# Passage provided
————————
John R. Burleigh 2d., a civil rights activist who had been chairman of the employment committee of the Congress of Racial Equality and retired from the city housing authority, died July 9 of cancer at Gilchrist Hospice Care in Towson.
The longtime Hunting Ridge resident was 86.
The son of a foundryman and a homemaker, Mr. Burleigh was born in Baltimore and raised in Dorsey.
He was a 1943 graduate of Wiley H. Bates High School in Annapolis, and attended Howard University in Washington. He later earned a degree in urban planning and urban administration from Antioch College
Mr. Burleigh had been executive director of Maryland Project Equality for six years, and worked for the Social Security Administration before joining the city Department of Housing and Community Development in 1974 as an equal employment opportunity officer.
It was Mr. Burleigh who developed the agency's affirmative action plan, its first, that was approved by the federal Department of Housing and Urban Development in 1975.
The plan established goals and timetables for improving minority and female employment, expanded procurement of supplies and purchase of services from minority firms, and urged third-party contractors to adhere to affirmative action procedures.
————————
# Data
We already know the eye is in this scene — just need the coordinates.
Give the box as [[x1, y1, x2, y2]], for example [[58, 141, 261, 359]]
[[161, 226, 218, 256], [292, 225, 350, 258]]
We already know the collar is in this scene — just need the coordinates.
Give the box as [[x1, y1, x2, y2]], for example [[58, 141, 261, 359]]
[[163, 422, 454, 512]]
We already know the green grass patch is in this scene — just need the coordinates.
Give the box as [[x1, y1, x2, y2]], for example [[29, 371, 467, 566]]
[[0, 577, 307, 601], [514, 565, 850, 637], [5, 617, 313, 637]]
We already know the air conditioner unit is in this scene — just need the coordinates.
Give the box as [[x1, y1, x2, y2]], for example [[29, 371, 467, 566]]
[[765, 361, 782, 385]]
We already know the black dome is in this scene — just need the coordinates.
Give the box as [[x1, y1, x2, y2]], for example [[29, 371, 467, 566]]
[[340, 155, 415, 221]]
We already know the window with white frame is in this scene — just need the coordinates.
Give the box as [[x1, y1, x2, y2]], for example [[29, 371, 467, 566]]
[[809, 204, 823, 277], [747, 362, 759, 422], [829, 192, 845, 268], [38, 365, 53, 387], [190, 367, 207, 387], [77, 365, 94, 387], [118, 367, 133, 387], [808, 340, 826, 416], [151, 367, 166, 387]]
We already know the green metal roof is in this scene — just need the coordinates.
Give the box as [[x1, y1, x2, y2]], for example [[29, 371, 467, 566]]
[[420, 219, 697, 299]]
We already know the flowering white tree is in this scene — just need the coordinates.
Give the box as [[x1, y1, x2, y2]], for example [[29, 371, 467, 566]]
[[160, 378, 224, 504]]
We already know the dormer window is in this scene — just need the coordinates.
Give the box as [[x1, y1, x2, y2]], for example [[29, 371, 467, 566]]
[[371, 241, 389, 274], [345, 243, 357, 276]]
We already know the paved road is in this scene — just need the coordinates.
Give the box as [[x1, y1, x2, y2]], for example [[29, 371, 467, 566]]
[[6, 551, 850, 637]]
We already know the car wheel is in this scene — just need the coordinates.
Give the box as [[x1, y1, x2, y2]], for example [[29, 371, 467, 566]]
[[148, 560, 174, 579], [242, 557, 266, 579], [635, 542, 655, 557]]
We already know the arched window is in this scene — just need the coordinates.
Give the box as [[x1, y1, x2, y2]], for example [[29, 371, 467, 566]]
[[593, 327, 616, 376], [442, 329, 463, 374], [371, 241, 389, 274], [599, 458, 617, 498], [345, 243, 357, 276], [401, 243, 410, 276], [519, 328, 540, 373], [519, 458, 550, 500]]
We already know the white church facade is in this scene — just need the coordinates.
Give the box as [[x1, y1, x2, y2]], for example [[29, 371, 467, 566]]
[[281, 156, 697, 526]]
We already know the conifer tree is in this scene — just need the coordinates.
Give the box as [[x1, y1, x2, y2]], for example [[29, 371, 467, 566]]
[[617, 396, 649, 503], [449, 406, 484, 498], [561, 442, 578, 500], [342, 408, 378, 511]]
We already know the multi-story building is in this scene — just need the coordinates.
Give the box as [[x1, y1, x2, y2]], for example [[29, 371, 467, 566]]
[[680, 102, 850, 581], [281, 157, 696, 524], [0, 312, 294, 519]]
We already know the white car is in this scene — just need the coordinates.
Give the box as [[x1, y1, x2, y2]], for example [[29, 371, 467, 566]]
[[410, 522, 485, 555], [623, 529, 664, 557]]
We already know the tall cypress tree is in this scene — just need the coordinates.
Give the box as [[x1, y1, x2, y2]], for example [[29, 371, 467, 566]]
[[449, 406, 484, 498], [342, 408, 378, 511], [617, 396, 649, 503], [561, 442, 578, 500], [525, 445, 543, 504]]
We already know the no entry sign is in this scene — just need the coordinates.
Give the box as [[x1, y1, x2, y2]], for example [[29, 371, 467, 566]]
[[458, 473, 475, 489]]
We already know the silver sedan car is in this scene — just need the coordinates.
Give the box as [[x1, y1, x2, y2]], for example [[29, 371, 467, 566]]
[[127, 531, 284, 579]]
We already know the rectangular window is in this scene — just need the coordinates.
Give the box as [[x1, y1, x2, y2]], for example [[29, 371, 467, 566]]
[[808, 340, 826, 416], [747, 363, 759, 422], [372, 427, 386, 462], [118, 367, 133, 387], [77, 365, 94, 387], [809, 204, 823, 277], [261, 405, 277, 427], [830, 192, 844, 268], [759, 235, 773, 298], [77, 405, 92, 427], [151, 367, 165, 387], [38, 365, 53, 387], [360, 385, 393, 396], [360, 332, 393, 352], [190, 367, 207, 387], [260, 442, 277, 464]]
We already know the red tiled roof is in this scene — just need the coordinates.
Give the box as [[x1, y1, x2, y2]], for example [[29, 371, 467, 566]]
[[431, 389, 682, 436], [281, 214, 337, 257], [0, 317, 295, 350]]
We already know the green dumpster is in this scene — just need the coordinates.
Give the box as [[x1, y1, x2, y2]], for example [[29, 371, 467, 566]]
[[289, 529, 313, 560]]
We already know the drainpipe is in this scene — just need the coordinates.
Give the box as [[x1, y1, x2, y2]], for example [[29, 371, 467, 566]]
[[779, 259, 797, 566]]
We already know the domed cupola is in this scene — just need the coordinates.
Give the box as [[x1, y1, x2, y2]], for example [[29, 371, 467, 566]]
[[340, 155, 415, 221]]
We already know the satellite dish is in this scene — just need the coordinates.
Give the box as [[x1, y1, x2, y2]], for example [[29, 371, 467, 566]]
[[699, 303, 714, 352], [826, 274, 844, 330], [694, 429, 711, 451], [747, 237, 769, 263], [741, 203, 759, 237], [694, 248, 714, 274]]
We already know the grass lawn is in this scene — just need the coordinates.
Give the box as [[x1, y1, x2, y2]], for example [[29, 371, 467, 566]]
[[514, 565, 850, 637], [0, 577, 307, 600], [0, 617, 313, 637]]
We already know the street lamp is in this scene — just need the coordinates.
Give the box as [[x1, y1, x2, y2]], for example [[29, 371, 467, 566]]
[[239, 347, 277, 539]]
————————
# Goal of the exercise
Quote the obituary of John R. Burleigh word for word, starting at the words "It was Mr. Burleigh" and stopping after "Development in 1975.".

# Written answer
It was Mr. Burleigh who developed the agency's affirmative action plan, its first, that was approved by the federal Department of Housing and Urban Development in 1975.